Task prompt:
Pull out each line of the records that contains the word "glove" and copy it.

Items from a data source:
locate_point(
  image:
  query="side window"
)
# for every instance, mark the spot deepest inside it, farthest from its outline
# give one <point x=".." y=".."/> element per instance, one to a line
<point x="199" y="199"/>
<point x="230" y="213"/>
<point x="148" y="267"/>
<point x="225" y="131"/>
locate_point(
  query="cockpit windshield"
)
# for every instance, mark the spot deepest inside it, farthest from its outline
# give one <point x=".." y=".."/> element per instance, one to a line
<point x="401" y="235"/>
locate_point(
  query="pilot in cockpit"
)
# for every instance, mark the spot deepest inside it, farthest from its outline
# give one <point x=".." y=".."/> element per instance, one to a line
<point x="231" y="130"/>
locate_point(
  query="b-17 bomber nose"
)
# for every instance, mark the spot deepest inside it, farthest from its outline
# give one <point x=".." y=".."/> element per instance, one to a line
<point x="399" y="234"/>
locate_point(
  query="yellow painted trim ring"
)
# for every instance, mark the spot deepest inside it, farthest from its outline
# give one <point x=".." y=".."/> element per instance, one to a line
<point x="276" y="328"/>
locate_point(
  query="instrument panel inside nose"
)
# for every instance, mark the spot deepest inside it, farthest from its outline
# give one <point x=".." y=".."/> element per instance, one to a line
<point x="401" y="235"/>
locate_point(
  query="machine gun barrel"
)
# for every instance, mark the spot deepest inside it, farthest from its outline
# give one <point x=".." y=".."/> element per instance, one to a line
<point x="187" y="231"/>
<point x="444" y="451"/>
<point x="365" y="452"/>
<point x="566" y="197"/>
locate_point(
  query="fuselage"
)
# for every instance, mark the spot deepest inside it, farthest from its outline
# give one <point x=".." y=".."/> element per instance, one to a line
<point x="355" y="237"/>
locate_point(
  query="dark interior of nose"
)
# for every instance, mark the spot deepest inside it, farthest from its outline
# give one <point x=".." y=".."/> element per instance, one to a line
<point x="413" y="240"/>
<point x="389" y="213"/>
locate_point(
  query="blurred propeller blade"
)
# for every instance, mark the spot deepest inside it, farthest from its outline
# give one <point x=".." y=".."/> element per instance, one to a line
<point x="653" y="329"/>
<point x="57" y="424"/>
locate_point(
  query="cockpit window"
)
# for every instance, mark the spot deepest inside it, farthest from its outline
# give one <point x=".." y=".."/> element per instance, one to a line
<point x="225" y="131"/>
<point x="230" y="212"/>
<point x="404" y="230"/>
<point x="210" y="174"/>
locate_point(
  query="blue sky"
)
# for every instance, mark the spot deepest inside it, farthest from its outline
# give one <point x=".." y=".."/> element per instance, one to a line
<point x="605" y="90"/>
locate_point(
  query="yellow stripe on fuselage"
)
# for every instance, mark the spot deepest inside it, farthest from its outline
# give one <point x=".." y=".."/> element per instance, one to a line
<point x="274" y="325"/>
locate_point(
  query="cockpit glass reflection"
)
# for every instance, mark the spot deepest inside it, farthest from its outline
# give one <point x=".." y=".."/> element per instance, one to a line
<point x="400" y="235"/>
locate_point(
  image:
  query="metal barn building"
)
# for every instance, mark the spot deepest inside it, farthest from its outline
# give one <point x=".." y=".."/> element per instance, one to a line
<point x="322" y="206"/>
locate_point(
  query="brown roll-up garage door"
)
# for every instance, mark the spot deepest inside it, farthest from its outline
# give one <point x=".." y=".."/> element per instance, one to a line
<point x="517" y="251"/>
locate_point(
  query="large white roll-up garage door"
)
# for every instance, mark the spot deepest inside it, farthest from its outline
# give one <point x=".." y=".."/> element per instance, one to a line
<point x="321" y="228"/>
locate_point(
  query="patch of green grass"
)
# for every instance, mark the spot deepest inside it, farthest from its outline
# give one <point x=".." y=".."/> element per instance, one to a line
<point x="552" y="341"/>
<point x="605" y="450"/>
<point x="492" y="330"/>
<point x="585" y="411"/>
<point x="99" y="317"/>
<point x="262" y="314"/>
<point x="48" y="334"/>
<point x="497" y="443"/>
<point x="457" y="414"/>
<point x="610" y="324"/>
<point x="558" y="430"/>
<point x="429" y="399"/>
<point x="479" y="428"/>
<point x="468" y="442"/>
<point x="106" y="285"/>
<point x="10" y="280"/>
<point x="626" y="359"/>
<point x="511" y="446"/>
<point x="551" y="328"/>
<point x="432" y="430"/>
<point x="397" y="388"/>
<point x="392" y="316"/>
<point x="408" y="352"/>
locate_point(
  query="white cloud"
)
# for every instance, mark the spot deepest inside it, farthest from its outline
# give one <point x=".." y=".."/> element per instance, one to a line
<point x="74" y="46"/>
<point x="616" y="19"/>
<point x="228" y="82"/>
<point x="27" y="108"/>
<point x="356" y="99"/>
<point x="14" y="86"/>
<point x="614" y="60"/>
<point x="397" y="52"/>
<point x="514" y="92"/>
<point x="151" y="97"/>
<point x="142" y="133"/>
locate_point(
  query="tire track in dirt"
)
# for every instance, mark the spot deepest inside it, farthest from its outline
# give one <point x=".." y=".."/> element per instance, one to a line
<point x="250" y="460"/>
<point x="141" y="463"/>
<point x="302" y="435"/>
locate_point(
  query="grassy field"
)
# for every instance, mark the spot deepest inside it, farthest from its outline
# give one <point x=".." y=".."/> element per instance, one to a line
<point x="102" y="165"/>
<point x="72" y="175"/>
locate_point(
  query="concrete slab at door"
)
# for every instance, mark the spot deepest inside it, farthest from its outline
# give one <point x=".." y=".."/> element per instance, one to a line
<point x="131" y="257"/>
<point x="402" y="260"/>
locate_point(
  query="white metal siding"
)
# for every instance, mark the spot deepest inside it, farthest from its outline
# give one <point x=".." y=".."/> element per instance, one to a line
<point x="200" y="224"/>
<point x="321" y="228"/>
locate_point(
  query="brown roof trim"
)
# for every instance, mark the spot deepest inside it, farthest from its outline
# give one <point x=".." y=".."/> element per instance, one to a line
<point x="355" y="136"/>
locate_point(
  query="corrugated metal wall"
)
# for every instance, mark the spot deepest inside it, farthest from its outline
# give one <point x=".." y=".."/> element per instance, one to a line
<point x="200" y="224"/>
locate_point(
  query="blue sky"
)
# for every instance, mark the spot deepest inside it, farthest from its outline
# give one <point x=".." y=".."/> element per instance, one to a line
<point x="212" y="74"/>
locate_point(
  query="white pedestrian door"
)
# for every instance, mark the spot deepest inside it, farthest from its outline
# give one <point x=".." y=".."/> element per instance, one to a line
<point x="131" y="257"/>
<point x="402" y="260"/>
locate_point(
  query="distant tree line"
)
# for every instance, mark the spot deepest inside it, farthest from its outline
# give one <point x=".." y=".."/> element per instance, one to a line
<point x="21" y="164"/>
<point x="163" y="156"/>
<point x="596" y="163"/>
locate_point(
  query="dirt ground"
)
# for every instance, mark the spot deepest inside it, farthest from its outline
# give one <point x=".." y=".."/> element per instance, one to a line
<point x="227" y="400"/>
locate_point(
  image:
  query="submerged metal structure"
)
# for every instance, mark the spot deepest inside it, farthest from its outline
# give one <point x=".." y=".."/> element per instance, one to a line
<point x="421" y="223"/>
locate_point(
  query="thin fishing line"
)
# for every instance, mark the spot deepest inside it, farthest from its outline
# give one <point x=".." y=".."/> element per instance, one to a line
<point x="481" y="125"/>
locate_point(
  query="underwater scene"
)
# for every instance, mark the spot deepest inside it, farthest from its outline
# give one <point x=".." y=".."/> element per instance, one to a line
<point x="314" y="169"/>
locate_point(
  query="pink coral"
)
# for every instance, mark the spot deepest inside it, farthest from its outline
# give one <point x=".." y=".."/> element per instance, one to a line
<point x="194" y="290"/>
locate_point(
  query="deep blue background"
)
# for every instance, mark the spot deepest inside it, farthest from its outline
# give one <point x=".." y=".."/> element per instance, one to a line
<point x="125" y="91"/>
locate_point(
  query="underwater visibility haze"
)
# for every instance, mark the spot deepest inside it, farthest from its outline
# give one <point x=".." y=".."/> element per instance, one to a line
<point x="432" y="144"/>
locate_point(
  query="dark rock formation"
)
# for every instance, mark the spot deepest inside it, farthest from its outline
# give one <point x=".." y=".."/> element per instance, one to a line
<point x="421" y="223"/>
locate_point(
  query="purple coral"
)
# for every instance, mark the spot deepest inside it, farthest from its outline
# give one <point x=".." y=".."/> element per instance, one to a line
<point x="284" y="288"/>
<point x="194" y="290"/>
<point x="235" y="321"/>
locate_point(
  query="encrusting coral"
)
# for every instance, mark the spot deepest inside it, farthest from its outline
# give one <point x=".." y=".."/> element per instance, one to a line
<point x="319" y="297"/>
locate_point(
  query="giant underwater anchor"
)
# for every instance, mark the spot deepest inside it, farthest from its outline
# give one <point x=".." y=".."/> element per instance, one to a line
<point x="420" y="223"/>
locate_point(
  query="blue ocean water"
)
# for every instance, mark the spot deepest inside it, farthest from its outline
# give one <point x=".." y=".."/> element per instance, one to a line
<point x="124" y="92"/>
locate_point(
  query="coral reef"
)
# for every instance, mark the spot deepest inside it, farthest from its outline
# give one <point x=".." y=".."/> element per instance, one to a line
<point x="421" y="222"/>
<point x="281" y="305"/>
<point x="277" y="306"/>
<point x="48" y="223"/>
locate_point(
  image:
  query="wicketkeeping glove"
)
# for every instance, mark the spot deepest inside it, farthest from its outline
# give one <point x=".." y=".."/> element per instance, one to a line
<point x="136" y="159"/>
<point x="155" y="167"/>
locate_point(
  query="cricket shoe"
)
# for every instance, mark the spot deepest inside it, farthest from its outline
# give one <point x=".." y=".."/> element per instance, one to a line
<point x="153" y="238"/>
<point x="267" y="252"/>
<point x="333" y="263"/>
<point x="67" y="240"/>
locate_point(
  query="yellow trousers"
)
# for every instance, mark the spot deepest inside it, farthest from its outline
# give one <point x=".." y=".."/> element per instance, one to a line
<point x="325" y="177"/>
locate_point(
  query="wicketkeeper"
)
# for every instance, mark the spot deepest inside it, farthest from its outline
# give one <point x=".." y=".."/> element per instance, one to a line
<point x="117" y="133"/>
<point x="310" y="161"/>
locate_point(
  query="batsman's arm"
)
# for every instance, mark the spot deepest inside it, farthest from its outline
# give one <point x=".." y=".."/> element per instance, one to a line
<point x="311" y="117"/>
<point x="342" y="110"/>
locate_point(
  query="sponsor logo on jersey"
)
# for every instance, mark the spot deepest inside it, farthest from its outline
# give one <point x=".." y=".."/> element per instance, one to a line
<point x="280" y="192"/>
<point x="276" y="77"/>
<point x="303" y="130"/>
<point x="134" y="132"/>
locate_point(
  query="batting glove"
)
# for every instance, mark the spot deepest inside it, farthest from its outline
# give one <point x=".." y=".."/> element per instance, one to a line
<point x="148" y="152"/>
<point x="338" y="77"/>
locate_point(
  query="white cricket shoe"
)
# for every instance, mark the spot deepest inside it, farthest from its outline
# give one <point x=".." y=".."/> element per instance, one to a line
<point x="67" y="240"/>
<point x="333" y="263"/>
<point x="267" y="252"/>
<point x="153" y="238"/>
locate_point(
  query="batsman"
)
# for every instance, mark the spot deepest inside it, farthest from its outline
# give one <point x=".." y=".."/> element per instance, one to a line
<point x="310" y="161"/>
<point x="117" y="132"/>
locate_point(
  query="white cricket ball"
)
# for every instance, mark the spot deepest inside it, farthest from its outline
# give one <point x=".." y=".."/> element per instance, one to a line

Answer:
  query="wicketkeeping glove"
  query="batting glove"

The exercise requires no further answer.